Copy the data below word for word, beginning at its first line and stopping after the line that has "column 282, row 19", with both of those lines included. Leave the pictures out of your copy.

⟨

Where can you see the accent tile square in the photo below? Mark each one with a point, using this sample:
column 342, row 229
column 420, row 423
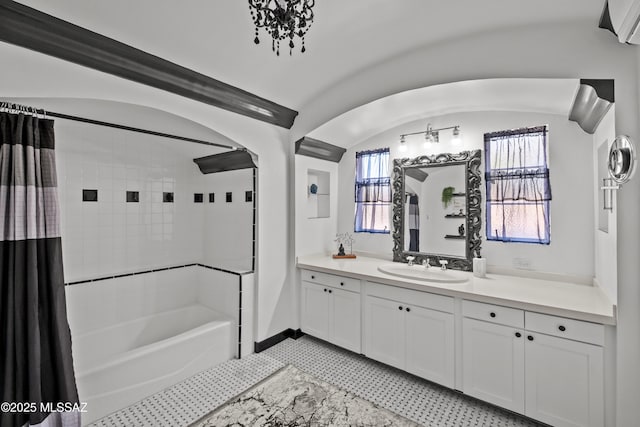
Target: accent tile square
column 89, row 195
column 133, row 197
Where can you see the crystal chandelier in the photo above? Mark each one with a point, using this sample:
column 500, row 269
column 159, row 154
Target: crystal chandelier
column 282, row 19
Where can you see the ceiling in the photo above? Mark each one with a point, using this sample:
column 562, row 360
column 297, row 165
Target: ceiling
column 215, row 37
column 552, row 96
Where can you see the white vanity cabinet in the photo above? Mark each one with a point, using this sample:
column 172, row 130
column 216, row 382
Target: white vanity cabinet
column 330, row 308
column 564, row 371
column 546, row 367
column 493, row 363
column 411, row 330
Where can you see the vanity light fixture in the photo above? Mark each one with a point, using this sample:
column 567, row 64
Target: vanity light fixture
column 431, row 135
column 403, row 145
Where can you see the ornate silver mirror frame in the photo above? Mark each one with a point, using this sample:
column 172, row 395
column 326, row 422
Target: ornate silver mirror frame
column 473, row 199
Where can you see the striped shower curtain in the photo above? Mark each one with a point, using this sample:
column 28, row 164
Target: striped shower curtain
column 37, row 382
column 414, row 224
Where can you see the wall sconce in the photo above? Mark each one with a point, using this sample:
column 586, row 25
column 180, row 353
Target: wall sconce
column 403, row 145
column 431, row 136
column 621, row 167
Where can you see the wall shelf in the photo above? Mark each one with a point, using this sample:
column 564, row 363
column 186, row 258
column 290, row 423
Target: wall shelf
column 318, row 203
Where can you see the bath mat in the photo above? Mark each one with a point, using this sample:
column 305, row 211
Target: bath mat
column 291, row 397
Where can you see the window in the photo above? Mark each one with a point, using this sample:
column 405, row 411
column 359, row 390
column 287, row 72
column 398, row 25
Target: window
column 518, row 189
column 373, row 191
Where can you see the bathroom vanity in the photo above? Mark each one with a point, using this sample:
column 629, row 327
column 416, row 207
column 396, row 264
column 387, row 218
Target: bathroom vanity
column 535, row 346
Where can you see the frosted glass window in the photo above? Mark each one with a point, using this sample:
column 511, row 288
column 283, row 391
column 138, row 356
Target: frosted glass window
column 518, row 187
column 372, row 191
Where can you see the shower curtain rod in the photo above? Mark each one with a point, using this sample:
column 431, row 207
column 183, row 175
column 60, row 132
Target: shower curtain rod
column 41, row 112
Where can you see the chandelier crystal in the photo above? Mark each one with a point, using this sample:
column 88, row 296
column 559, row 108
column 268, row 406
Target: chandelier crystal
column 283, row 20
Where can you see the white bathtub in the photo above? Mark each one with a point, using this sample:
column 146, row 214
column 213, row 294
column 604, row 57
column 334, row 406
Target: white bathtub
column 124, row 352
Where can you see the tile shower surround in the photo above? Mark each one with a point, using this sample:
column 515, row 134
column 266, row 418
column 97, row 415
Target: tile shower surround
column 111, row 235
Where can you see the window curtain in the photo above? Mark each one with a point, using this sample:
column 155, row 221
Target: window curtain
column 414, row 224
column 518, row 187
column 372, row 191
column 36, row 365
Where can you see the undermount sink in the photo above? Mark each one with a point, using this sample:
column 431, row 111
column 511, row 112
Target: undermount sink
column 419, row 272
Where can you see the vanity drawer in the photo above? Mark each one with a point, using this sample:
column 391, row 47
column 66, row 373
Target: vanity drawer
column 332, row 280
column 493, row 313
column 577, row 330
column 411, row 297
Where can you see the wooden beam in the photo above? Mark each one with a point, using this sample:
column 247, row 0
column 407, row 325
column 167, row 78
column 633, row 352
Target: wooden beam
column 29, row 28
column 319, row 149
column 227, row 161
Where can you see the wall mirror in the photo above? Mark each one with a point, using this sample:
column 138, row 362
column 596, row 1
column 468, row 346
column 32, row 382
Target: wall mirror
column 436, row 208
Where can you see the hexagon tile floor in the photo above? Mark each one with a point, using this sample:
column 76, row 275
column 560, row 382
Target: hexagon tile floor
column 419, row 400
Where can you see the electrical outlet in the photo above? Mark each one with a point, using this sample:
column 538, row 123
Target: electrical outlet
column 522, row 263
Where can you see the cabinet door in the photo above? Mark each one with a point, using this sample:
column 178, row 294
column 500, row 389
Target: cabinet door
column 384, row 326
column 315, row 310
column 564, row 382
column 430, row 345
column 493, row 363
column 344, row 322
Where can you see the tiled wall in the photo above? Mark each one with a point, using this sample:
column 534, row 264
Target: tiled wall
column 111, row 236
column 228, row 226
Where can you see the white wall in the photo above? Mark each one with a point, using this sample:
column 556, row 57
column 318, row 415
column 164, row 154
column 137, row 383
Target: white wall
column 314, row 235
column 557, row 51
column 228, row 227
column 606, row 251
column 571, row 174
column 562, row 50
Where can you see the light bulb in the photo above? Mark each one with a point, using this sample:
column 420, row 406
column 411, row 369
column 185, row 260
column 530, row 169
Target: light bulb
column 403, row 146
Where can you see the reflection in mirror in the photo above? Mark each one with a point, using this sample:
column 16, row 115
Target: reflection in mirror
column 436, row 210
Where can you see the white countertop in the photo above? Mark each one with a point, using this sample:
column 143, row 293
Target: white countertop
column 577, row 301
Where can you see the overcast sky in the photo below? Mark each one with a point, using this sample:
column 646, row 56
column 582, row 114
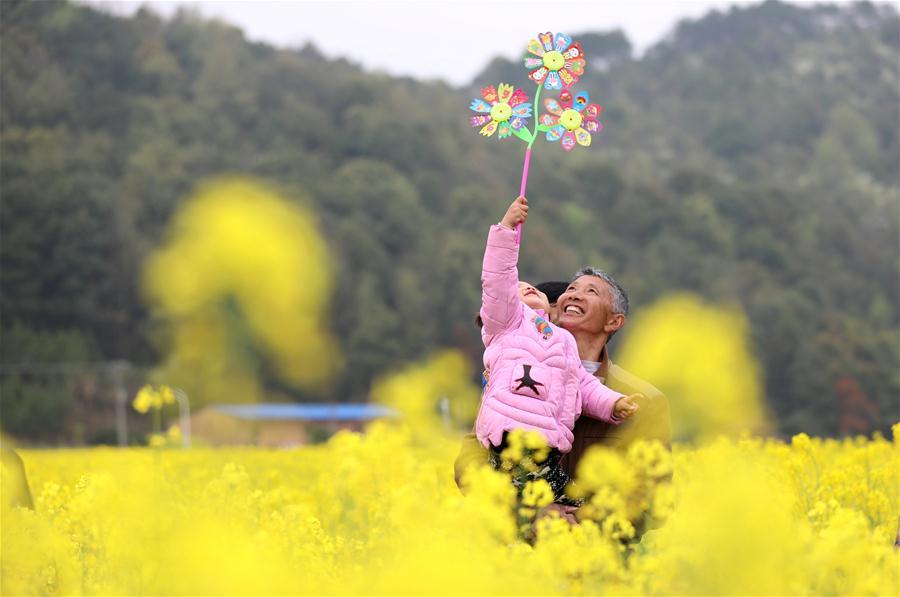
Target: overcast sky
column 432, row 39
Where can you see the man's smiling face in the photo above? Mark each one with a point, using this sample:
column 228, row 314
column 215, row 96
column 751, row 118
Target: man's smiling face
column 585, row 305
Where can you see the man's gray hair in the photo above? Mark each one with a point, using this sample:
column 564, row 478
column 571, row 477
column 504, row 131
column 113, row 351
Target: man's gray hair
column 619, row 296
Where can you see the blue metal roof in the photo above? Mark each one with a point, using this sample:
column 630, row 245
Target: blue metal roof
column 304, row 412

⟩

▶ _CORRECT ANSWER_:
Where can you see the accent tile square in the photo below? Mark each one with a point, using this sample:
column 342, row 229
column 420, row 423
Target: accent tile square
column 89, row 195
column 133, row 197
Where can you see the crystal chandelier in the photo above? Mark each one with a point, using this sample:
column 500, row 269
column 159, row 154
Target: crystal chandelier
column 282, row 19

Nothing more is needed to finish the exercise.